<<<<
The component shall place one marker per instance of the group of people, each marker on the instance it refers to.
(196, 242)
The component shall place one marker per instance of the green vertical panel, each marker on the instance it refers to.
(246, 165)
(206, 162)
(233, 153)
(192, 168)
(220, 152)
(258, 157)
>>>>
**Challenge:** Copy the material above word for word, keeping every line as it stands.

**The result:**
The component shall place one marker per instance of the group of people, each marker on the instance it refers to.
(196, 242)
The component shall place one marker per instance of the green vertical panel, each marker on the instance it refers to.
(246, 165)
(206, 162)
(233, 153)
(192, 168)
(220, 152)
(258, 157)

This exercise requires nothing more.